» **Work to complete**
Within this material, state how many lines include the string "tree". Reply with the number only.

..............................

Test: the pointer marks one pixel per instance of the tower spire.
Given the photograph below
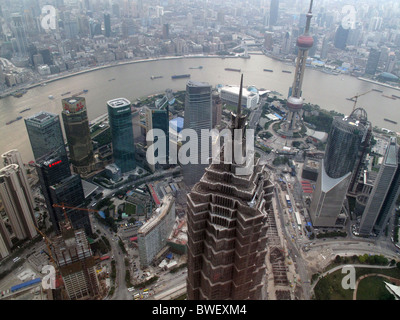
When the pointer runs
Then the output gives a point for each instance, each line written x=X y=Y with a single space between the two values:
x=239 y=107
x=295 y=100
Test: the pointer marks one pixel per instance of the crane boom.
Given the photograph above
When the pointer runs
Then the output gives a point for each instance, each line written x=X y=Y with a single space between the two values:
x=355 y=98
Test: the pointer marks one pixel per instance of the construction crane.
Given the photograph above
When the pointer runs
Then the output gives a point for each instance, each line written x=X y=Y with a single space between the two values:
x=63 y=206
x=48 y=243
x=355 y=98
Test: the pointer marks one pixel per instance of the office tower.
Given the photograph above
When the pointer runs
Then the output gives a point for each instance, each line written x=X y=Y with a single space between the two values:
x=153 y=235
x=76 y=263
x=45 y=134
x=336 y=170
x=382 y=200
x=227 y=230
x=165 y=31
x=287 y=43
x=77 y=131
x=325 y=48
x=157 y=117
x=198 y=116
x=59 y=186
x=120 y=119
x=268 y=40
x=217 y=109
x=341 y=36
x=295 y=101
x=18 y=29
x=5 y=240
x=274 y=12
x=17 y=200
x=107 y=25
x=361 y=116
x=373 y=61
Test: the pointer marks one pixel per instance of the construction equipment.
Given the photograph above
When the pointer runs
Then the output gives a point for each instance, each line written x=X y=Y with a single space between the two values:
x=355 y=98
x=48 y=243
x=63 y=206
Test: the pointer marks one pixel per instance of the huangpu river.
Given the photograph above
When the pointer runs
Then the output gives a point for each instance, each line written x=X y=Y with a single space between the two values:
x=133 y=81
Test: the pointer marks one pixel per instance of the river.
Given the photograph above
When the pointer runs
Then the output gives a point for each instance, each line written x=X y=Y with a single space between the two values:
x=133 y=81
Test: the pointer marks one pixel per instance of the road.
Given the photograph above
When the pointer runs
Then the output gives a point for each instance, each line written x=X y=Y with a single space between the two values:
x=302 y=268
x=121 y=291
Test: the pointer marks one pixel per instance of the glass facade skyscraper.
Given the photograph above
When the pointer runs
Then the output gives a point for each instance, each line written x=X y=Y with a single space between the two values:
x=198 y=116
x=384 y=194
x=120 y=119
x=342 y=155
x=45 y=134
x=60 y=186
x=76 y=126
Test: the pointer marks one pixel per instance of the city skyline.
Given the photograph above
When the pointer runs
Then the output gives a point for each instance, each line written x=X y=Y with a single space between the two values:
x=312 y=192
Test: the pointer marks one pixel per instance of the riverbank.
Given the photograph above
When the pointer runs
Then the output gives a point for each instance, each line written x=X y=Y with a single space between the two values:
x=121 y=63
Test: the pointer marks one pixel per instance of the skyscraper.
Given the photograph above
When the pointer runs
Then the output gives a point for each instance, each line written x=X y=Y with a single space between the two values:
x=341 y=36
x=76 y=263
x=157 y=117
x=107 y=25
x=382 y=200
x=17 y=199
x=274 y=12
x=198 y=116
x=227 y=229
x=373 y=61
x=295 y=101
x=45 y=134
x=18 y=28
x=76 y=126
x=337 y=168
x=120 y=118
x=60 y=186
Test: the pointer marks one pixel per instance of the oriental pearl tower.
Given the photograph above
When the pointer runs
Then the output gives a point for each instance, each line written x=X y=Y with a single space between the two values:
x=295 y=101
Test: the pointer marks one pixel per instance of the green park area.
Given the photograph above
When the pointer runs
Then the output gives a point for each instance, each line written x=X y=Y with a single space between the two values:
x=371 y=287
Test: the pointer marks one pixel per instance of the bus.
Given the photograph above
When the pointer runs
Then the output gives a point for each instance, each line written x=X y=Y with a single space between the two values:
x=288 y=201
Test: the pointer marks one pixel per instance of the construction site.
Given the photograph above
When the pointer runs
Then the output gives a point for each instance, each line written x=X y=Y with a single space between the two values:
x=282 y=279
x=60 y=267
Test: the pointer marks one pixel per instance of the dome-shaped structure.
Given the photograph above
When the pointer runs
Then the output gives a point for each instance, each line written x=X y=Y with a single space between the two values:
x=359 y=114
x=305 y=42
x=294 y=104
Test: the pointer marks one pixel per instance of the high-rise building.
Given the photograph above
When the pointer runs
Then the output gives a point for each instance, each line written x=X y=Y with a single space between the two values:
x=268 y=40
x=5 y=240
x=45 y=134
x=17 y=200
x=76 y=263
x=59 y=186
x=295 y=101
x=383 y=197
x=217 y=109
x=227 y=230
x=77 y=131
x=107 y=25
x=153 y=235
x=18 y=28
x=120 y=119
x=337 y=168
x=198 y=116
x=341 y=36
x=274 y=12
x=373 y=61
x=157 y=117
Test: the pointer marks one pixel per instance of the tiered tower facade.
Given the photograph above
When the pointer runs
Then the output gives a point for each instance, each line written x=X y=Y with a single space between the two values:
x=227 y=230
x=295 y=101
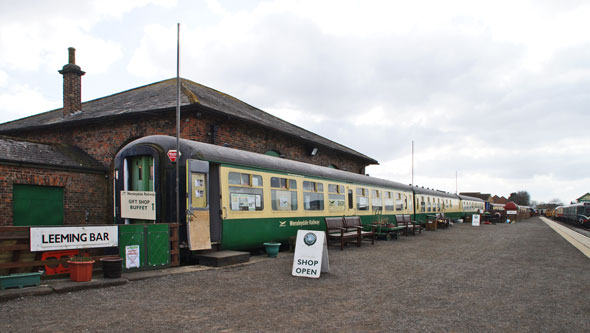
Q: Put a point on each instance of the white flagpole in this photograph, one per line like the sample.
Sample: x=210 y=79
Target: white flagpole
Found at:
x=178 y=123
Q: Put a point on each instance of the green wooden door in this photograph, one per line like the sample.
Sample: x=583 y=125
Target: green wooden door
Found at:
x=141 y=177
x=142 y=173
x=37 y=205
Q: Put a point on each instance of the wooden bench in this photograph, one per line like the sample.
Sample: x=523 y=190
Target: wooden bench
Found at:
x=409 y=226
x=354 y=223
x=336 y=231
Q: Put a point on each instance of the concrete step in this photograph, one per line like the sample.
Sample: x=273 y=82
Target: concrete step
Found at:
x=222 y=258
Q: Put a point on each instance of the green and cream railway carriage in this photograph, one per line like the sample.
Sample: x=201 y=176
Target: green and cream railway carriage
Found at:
x=431 y=202
x=234 y=199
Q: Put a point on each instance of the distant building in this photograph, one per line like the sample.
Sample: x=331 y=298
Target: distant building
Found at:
x=584 y=198
x=483 y=196
x=98 y=129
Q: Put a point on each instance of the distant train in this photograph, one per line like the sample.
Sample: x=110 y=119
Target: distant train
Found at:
x=234 y=199
x=578 y=213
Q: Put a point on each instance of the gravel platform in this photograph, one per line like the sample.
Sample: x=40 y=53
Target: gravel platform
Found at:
x=518 y=277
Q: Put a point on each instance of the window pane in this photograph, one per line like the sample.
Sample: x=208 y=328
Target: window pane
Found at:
x=256 y=180
x=275 y=182
x=336 y=202
x=313 y=201
x=389 y=204
x=362 y=202
x=284 y=200
x=234 y=178
x=245 y=199
x=245 y=179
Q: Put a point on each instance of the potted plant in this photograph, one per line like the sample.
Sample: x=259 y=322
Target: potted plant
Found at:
x=272 y=248
x=112 y=266
x=80 y=268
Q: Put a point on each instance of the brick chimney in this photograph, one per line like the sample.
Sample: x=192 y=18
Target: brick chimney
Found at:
x=72 y=85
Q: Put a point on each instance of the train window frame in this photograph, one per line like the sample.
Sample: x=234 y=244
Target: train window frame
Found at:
x=362 y=198
x=313 y=196
x=376 y=199
x=388 y=202
x=399 y=204
x=283 y=194
x=245 y=197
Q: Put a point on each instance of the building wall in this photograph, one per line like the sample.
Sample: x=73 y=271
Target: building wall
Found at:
x=103 y=140
x=85 y=194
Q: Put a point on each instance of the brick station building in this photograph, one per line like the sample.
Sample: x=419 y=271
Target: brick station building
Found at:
x=98 y=129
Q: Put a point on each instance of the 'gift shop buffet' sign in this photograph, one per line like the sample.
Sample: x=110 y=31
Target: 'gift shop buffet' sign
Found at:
x=67 y=238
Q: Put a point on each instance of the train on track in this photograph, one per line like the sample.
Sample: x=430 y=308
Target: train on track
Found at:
x=234 y=199
x=578 y=213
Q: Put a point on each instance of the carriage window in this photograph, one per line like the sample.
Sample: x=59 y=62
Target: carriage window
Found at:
x=246 y=194
x=313 y=196
x=336 y=198
x=389 y=201
x=399 y=204
x=362 y=199
x=333 y=188
x=376 y=199
x=283 y=194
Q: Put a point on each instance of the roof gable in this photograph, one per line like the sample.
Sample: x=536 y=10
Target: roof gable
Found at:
x=20 y=151
x=161 y=96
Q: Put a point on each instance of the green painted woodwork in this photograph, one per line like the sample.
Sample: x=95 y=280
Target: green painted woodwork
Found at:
x=153 y=241
x=141 y=170
x=252 y=233
x=158 y=244
x=132 y=234
x=37 y=205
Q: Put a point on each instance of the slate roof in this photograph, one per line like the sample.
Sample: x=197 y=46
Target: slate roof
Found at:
x=160 y=97
x=19 y=151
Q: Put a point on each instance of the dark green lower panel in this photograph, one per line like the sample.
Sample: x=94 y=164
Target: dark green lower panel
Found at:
x=242 y=234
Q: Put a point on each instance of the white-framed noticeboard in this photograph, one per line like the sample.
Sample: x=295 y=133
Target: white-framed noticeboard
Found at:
x=475 y=220
x=311 y=254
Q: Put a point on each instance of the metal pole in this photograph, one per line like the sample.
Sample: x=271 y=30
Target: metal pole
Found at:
x=178 y=123
x=413 y=191
x=412 y=163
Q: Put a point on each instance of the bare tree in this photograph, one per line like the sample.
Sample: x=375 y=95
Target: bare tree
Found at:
x=522 y=198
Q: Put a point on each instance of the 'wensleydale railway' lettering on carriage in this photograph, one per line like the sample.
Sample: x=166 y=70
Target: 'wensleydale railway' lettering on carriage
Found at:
x=303 y=223
x=60 y=238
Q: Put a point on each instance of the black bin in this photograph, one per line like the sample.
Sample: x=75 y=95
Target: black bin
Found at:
x=111 y=267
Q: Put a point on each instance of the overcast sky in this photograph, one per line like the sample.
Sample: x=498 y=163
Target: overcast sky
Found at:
x=496 y=91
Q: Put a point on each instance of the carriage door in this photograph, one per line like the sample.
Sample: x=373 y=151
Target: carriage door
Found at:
x=197 y=219
x=141 y=179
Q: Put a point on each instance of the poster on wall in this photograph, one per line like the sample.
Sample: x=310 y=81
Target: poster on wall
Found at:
x=67 y=238
x=475 y=220
x=132 y=256
x=138 y=205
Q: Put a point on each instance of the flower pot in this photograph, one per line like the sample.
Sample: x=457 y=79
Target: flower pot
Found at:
x=20 y=280
x=111 y=267
x=272 y=249
x=80 y=271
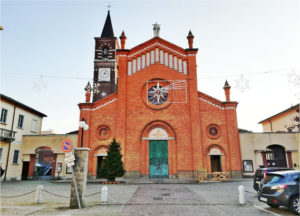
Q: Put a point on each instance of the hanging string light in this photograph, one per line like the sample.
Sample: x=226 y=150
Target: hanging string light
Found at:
x=40 y=84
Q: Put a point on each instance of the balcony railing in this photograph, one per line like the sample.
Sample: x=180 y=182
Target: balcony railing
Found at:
x=7 y=135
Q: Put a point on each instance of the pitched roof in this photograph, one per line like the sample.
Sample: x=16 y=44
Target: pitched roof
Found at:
x=291 y=108
x=17 y=103
x=107 y=31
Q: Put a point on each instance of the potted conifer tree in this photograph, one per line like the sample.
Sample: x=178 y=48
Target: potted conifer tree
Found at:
x=113 y=164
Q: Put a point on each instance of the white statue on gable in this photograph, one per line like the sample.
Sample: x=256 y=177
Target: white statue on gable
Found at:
x=158 y=133
x=156 y=29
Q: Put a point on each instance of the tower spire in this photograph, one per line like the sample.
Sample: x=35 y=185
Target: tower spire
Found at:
x=107 y=31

..............................

» **Response area**
4